-- Records for processing follows --

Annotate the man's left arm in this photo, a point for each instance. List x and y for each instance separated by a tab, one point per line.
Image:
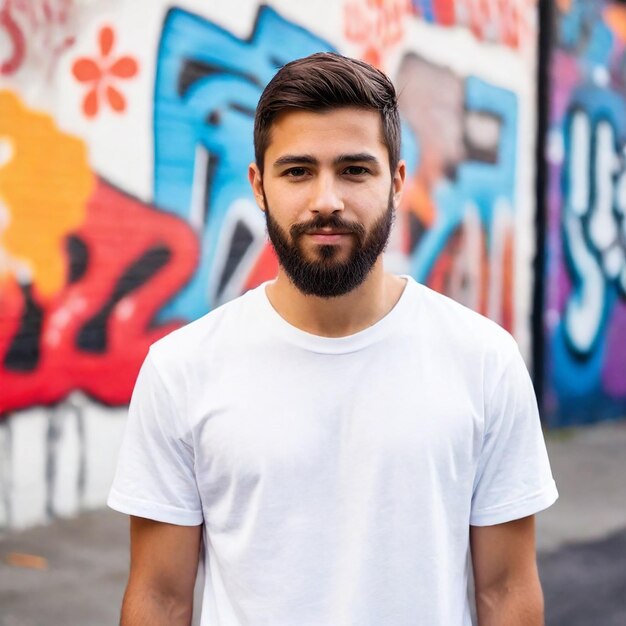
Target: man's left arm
508	590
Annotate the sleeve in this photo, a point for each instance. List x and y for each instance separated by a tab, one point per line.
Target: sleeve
513	477
155	472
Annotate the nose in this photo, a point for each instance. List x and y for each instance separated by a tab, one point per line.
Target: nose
326	197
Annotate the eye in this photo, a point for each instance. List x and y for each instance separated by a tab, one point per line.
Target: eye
356	170
295	172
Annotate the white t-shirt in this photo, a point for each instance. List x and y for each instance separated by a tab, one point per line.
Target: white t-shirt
336	477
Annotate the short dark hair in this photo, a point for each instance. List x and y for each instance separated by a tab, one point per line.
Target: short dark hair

-- Records for processing concluded --

• [Exercise objective]
Filter the entries above down to the lines that contain the word "short".

• [Response for this exercise]
Annotate the short dark hair in this photo, a point for each instance. List x and y for each instance separated by a tab, one point per line.
Target: short dark hair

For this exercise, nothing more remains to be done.